_Record grezzi_:
#####

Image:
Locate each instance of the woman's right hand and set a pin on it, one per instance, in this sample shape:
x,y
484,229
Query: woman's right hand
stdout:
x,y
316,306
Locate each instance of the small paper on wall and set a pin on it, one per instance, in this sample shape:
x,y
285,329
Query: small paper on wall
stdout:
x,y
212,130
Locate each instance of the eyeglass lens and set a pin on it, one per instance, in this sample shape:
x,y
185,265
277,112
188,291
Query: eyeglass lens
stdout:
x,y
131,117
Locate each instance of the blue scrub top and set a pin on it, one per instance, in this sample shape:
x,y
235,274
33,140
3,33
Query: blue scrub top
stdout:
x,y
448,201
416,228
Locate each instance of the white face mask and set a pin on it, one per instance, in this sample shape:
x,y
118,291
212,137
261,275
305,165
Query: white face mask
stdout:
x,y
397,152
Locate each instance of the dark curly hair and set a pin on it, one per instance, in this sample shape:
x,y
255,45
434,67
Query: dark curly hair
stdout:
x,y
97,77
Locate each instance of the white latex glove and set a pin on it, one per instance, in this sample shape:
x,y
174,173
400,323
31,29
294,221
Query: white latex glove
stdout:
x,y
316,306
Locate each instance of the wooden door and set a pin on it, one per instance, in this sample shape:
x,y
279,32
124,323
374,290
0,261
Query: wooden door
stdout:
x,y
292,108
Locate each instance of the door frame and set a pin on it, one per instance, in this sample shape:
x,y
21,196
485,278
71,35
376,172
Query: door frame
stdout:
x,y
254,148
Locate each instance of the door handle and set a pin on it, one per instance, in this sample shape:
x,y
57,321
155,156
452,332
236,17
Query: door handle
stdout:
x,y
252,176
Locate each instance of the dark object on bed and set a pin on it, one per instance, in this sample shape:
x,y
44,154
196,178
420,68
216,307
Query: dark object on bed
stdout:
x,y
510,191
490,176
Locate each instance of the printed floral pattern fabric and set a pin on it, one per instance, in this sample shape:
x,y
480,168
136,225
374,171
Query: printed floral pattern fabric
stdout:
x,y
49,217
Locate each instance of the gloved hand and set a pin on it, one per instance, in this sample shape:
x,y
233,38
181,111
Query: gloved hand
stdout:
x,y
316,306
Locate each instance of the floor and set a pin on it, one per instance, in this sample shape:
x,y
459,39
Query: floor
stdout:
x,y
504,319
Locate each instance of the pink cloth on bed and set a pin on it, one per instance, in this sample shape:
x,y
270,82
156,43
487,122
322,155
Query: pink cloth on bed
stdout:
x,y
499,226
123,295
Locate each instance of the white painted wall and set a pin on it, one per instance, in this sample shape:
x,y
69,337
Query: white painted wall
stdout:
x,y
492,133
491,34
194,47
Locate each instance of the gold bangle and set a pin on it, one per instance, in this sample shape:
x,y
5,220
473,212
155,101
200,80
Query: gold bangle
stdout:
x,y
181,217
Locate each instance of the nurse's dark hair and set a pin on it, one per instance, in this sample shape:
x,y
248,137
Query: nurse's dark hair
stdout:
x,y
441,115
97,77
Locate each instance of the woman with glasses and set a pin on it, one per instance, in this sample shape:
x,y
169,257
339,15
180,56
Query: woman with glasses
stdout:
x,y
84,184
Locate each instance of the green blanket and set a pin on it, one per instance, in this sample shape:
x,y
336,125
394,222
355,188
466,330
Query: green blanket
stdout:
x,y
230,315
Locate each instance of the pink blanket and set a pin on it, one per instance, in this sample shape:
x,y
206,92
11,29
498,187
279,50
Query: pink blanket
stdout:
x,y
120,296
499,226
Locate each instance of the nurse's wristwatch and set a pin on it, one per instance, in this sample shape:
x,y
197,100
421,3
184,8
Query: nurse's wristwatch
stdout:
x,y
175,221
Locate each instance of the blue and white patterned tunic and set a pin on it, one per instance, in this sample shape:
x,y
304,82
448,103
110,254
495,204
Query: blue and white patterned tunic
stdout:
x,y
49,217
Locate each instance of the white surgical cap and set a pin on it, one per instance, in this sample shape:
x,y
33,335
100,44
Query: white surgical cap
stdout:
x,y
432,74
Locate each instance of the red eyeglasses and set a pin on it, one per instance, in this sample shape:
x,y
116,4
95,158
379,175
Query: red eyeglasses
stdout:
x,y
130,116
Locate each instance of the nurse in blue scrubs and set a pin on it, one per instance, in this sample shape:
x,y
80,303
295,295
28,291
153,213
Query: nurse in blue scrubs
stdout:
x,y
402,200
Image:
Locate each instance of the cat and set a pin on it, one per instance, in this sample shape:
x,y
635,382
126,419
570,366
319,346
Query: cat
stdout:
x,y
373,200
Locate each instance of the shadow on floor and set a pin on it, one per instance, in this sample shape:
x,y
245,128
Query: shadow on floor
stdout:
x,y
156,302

#####

_Consegna_:
Trascrivi fedelmente, riga per riga, tutti i record riportati sopra.

_Risposta all'esercizio_:
Image:
Locate each instance of the woman's right hand and set a pin on it, one per instance, in this sample shape:
x,y
484,229
Query: woman's right hand
stdout:
x,y
316,306
Locate each instance of the small paper on wall and set a pin on it, one per instance, in this sample shape:
x,y
285,329
Query: small paper on wall
stdout:
x,y
212,130
Locate each instance of the eyeglass lens and set a pin on it, one per instance, in this sample shape:
x,y
185,265
277,112
188,291
Query: eyeglass lens
stdout:
x,y
131,117
Locate each instance of the blue scrub top and set a pin on it, one per instance, in this sample shape:
x,y
235,274
33,140
3,33
Query: blue scrub top
stdout:
x,y
448,201
416,228
Locate each instance of the white face mask and set a pin on it, one per instance, in this sample shape:
x,y
118,291
212,137
261,275
305,165
Query: white face mask
stdout:
x,y
397,152
Locate each instance of the dark curly hair and set a pin on it, one per instance, in this sample shape:
x,y
255,45
434,67
Query: dark curly hair
stdout:
x,y
97,77
Locate each instance of the white latex glove and set a pin on it, one per instance, in this sample shape:
x,y
174,173
400,323
31,29
294,221
Query: white latex glove
stdout:
x,y
316,306
Locate each instance of the wooden door and set a pin on it, one per instance, in this sample shape:
x,y
279,32
124,323
374,290
0,261
Query: wooden door
stdout:
x,y
292,108
Locate each instance of the door frame and set a pin on it, one per instance, in this sample shape:
x,y
21,196
485,278
71,35
376,172
Query: door frame
stdout:
x,y
254,148
Locate each instance of the door handle and set a pin on it, one per instance, in this sample shape:
x,y
57,321
155,156
452,332
236,17
Query: door handle
stdout:
x,y
252,176
Locate each instance of the dark object on bed and set a pin on it, one per instance, in this sample shape:
x,y
44,154
196,178
420,68
216,307
Query: dark object on bed
stdout:
x,y
510,191
490,176
Locate each instance of the printed floral pattern fabric and set a pin on it, one per instance, in this sample shape:
x,y
480,168
136,225
374,171
Query: printed floral pattern fabric
stdout:
x,y
49,217
Locate each instance of the gloved hand and set a pin on it, one per instance, in this sample shape:
x,y
233,38
181,111
Query: gloved hand
stdout:
x,y
316,306
Locate each instance of the floor and set a pin on it, one per instance, in this sample shape:
x,y
459,39
Query: floor
stdout:
x,y
504,319
Locate each instance of the pink cloth on bed and set a pin on it, one per instance, in this sample shape:
x,y
270,82
156,43
487,122
322,155
Query: pink cloth on bed
stdout:
x,y
499,226
123,295
Locate each instance of the white painted wall and set a pin on it, one per instance, in this sample shape:
x,y
69,337
Query: white painted wall
stdout:
x,y
492,133
491,34
194,47
Locate each instance of the gold bangle and set a pin on it, one per instance, in this sample shape:
x,y
5,220
473,212
155,101
200,80
Query: gold bangle
stdout:
x,y
181,217
Locate each instance of the nurse's dark hair and set a pin on it, one per instance, in this sample shape:
x,y
248,137
Query: nurse's dark hair
stdout:
x,y
441,115
97,77
Locate each instance of the woman with glasses and set a pin on it, one per instance, in this sample shape:
x,y
169,257
339,15
180,56
Query: woman with glasses
stdout:
x,y
84,184
Locate each instance of the green blanket and set a pin on it, one per instance, in this sample shape:
x,y
336,125
394,222
355,188
466,330
Query: green blanket
stdout:
x,y
230,315
Locate each instance of the pink blanket and set a pin on it, one per instance, in this sample shape:
x,y
206,92
11,29
498,187
279,50
Query: pink blanket
stdout:
x,y
120,296
499,226
Locate each instance of the nurse's wristwatch and set a pin on it, one per instance, in this sample shape:
x,y
197,100
421,3
184,8
Query: nurse's wristwatch
stdout:
x,y
175,221
Locate each instance of the blue and white patterned tunic and set a pin on it, one per instance, in this sample shape:
x,y
304,82
448,103
110,254
495,204
Query: blue and white patterned tunic
stdout:
x,y
49,217
Locate each instance of the white surgical cap and set a pin on it, one per instance, in this sample shape:
x,y
33,335
100,44
Query: white surgical cap
stdout:
x,y
432,74
Locate each instance of the red eyeglasses and set a pin on it, one per instance, in this sample shape:
x,y
116,4
95,158
379,175
Query: red eyeglasses
stdout:
x,y
130,116
Locate each instance of the nurse in blue scrubs and set a pin on it, one per instance, in this sample shape:
x,y
80,303
295,295
28,291
153,213
Query: nurse in blue scrubs
stdout:
x,y
402,200
Image:
Locate each instance of the cat and set a pin on it, one per instance, in this sample shape:
x,y
635,382
126,419
570,366
319,346
Query: cat
stdout:
x,y
373,200
Locate each instance of the shadow on floor and set a pin on it, one per instance, in this sample shape:
x,y
245,128
Query: shadow on floor
stdout:
x,y
156,302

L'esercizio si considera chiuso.